(Instructions for the task) Write out every entry word for word.

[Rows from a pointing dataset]

------------------------------------------------------------

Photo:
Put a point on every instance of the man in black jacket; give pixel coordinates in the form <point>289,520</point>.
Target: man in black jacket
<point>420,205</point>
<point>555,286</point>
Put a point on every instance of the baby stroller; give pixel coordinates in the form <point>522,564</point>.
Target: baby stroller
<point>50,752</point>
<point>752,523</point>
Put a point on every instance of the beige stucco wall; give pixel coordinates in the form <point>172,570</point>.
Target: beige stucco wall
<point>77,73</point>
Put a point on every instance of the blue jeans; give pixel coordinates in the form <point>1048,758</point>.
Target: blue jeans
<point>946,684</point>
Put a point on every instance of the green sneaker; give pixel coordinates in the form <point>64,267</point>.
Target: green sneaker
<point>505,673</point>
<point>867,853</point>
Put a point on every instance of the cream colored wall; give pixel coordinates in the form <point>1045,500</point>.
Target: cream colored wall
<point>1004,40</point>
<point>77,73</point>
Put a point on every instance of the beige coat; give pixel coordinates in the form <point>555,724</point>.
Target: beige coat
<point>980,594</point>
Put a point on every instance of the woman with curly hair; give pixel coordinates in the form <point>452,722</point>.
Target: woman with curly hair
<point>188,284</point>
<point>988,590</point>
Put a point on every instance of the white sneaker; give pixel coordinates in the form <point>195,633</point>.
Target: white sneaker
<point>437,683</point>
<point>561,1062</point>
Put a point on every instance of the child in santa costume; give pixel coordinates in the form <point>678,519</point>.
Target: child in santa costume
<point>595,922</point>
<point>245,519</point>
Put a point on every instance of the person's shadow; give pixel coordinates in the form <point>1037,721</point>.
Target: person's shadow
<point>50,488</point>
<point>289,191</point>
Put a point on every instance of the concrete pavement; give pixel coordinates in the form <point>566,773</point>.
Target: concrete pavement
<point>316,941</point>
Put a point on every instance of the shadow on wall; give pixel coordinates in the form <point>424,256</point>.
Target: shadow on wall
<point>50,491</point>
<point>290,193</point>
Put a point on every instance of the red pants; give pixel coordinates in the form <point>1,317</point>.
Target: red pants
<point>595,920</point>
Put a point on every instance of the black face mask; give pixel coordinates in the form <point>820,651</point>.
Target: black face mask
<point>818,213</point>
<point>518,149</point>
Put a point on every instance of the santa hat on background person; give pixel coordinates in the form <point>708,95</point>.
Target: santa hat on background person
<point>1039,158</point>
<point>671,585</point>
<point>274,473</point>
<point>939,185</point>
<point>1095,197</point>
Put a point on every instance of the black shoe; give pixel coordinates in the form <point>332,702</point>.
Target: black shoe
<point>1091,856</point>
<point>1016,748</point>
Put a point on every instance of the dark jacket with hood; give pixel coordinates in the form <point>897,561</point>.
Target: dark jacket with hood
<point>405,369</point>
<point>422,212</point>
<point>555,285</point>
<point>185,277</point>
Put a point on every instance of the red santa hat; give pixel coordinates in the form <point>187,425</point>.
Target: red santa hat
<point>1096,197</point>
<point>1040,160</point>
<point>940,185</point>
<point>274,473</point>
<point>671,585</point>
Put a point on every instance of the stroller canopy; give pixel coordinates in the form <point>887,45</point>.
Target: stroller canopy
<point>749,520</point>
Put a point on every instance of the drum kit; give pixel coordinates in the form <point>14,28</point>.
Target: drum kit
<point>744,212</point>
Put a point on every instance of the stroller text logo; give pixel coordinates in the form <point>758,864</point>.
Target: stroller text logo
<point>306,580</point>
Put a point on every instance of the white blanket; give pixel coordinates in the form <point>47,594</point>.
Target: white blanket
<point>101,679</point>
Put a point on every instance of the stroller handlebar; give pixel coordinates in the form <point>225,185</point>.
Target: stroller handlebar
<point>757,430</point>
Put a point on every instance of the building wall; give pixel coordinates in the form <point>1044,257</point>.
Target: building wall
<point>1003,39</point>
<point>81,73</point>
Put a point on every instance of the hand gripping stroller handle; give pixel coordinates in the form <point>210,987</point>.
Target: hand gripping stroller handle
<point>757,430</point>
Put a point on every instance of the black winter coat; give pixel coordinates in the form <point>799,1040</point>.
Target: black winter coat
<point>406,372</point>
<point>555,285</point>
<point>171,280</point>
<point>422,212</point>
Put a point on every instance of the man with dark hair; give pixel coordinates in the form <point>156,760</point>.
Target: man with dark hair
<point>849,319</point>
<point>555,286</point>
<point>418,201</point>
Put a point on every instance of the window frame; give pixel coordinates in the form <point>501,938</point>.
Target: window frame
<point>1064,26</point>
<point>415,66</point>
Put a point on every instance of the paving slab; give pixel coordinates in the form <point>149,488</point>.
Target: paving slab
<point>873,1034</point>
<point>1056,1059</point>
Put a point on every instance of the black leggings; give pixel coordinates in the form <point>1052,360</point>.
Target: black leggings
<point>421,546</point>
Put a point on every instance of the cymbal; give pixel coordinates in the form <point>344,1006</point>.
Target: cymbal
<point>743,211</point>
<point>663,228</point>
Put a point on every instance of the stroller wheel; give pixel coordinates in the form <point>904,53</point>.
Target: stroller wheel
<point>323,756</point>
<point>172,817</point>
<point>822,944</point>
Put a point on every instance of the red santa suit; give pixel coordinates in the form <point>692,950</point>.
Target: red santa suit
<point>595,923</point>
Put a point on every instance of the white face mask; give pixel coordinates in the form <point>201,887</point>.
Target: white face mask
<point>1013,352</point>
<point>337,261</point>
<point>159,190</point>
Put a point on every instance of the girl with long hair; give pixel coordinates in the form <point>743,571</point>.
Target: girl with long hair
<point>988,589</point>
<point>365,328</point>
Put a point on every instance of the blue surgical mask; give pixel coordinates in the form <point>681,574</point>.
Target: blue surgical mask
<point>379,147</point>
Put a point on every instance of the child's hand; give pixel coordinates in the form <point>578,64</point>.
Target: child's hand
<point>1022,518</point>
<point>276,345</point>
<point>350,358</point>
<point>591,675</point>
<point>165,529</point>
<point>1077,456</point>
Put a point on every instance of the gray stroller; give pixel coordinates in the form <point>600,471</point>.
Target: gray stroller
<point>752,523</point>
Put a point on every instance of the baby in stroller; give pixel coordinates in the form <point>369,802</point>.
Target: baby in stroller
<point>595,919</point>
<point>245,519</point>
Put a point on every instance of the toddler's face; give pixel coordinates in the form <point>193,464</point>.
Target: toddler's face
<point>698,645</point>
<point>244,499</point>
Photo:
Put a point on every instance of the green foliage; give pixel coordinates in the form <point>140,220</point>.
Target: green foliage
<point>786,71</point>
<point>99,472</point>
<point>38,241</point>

------------------------------------------------------------

(Complete output)
Photo:
Put a point on every instance of the man in black jacket; give pixel coordinates in the form <point>289,520</point>.
Target: man in black jacket
<point>420,205</point>
<point>555,286</point>
Put a point on every instance of the baby stroller; give pixel coordinates in the form <point>522,564</point>.
Target: baby stroller
<point>50,752</point>
<point>752,523</point>
Put a point on every instance of the beige stucco wall; give pixel coordinates in the form <point>172,570</point>.
Target: beige stucco wall
<point>77,73</point>
Put a point on every instance of the blue jeans; give pixel coordinates in the form <point>1048,758</point>.
Target: blue jeans
<point>946,684</point>
Put a point on every instance of the green sneaker; give pixel coordinates in the form <point>64,267</point>.
Target: green sneaker
<point>505,673</point>
<point>867,853</point>
Put a point on every instance of the cream colored wall; give pixel coordinates in the form <point>1045,500</point>.
Target: cream colored wall
<point>1004,40</point>
<point>77,73</point>
Put a point on every instance of the beige coat; give pixel coordinates in the form <point>555,724</point>.
Target: beige coat
<point>980,594</point>
Put a point on every instance of the woman with curly hair; give pixel coordinates in the form <point>452,722</point>.
Target: woman with curly hair
<point>188,284</point>
<point>988,590</point>
Put a point on every instance of the white sneaker; give pixel coordinates in the form <point>195,633</point>.
Target: white sneaker
<point>437,683</point>
<point>561,1062</point>
Put a point on every instance of the child in santa costume; give pixel coordinates in the form <point>678,519</point>.
Target: child in santa costume
<point>595,922</point>
<point>245,519</point>
Put a point on every instance of the person's shadow; give pixel coordinates in the form <point>1037,721</point>.
Target: person's shadow
<point>50,488</point>
<point>289,191</point>
Put a point on every instance of the concrete pavement; give pixel coordinates in the form <point>566,773</point>.
Target: concrete pavement
<point>316,941</point>
Put a point on every instance of the shadow on wall; give pixel coordinates in the form <point>424,256</point>.
Target: shadow on wall
<point>50,491</point>
<point>290,193</point>
Put a point on every instance of the red pants; give pixel coordinates in the form <point>1,317</point>.
Target: red pants
<point>595,920</point>
Put a point on every instance of the black face mask; give pixel coordinates in the form <point>820,651</point>.
Target: black face mask
<point>818,213</point>
<point>518,149</point>
Put a point on every instance of the santa hat on background person; give pixel coordinates in the form <point>708,95</point>.
Target: santa hat on background person
<point>1039,158</point>
<point>671,585</point>
<point>274,473</point>
<point>939,185</point>
<point>1095,197</point>
Put a point on every instance of the black shoe; give pixel coordinates in the form <point>332,702</point>.
Target: black shoe
<point>1091,856</point>
<point>1016,748</point>
Put a point on every instance of the dark jacket with hood; give pixel coordinates in the form <point>897,561</point>.
Target: dark jacket with hood
<point>405,369</point>
<point>422,212</point>
<point>555,285</point>
<point>185,277</point>
Put a point on every instance of the red santa hat; give pixel coordinates in the form <point>187,425</point>.
Target: red santa hat
<point>1096,197</point>
<point>1040,160</point>
<point>940,185</point>
<point>274,473</point>
<point>671,585</point>
Put a point on every instance of the stroller canopy; give pixel coordinates in the form <point>887,45</point>.
Target: stroller canopy
<point>749,520</point>
Put a point on every instance of the drum kit; give pixel coordinates in the form <point>14,28</point>.
Target: drum kit
<point>744,212</point>
Put a point on every instance of the stroller text logo; give pixel coordinates in the form <point>758,864</point>.
Target: stroller text logo
<point>306,580</point>
Put a point on every instance of the white blanket; give pixel coordinates in the form <point>47,594</point>.
Target: white blanket
<point>101,679</point>
Put a point on every instance of the stroller handlebar; give pixel coordinates in the form <point>225,185</point>.
Target: stroller handlebar
<point>757,430</point>
Put a point on every instance of the building wall; give pixel coordinates in the form <point>1044,257</point>.
Target: building wall
<point>1003,39</point>
<point>81,73</point>
Put a point on every instance of the hand gripping stroller handle; give pixel coordinates in the form <point>210,987</point>.
Target: hand gripping stroller handle
<point>757,430</point>
Put a point on every instance of the black winter coat; give pixel coordinates in the form <point>799,1040</point>.
Target: black winter coat
<point>406,372</point>
<point>555,285</point>
<point>171,280</point>
<point>422,212</point>
Put a point on every instance of the man with dark hair; give pixel coordinates in the form <point>156,760</point>.
Target: man with dark hair
<point>849,319</point>
<point>555,286</point>
<point>418,201</point>
Put a point on every instance of the window frame; give pixel coordinates in the form <point>501,938</point>.
Target: window frame
<point>1064,26</point>
<point>415,66</point>
Put a point on every instance of the paving slab; give pixel coordinates in the form <point>149,488</point>.
Target: paving slab
<point>873,1034</point>
<point>1056,1059</point>
Put a point on every instance of the black leggings; give pixel coordinates in the form <point>1052,360</point>.
Target: black leggings
<point>421,546</point>
Put a point on every instance of the cymbal; give pixel coordinates in the form <point>344,1006</point>.
Target: cymbal
<point>743,211</point>
<point>663,228</point>
Put a point on every instance of the stroller wheel; give pixel coordinates in the form <point>904,53</point>.
Target: stroller wheel
<point>323,756</point>
<point>172,817</point>
<point>822,944</point>
Put a point on every instance of the red santa suit; give pixel coordinates in the form <point>692,950</point>.
Target: red santa suit
<point>595,923</point>
Put a point on every instance of the white face mask; give pixel coordinates in the form <point>201,887</point>.
Target: white face mask
<point>1013,352</point>
<point>337,261</point>
<point>159,190</point>
Put a point on every instance of the girl with long hair; give pixel coordinates in the form <point>743,571</point>.
Target: girl with long hair
<point>988,589</point>
<point>365,328</point>
Put a point on every instance of the blue surgical mask; give pixel coordinates in the form <point>681,574</point>.
Target: blue surgical mask
<point>379,147</point>
Put a point on every instance of the child's hand; give pixel coordinates in the form <point>578,64</point>.
Target: child's hand
<point>1022,518</point>
<point>276,345</point>
<point>350,358</point>
<point>591,675</point>
<point>165,529</point>
<point>1077,456</point>
Put a point on every instance of the gray stroller; give pixel coordinates in the form <point>600,471</point>.
Target: gray stroller
<point>752,523</point>
Put a point on every instance of the baby in stroller; give pixel coordinates in the form <point>369,802</point>.
Target: baby in stroller
<point>595,919</point>
<point>245,519</point>
Put a point on every instance of the toddler's face; give pixel coordinates in the form <point>193,464</point>.
Target: toddler's face
<point>698,645</point>
<point>244,499</point>
Photo:
Put a point on every instance of the green foliage; give pixel coordinates in the form <point>140,220</point>.
Target: green foliage
<point>786,71</point>
<point>99,472</point>
<point>38,241</point>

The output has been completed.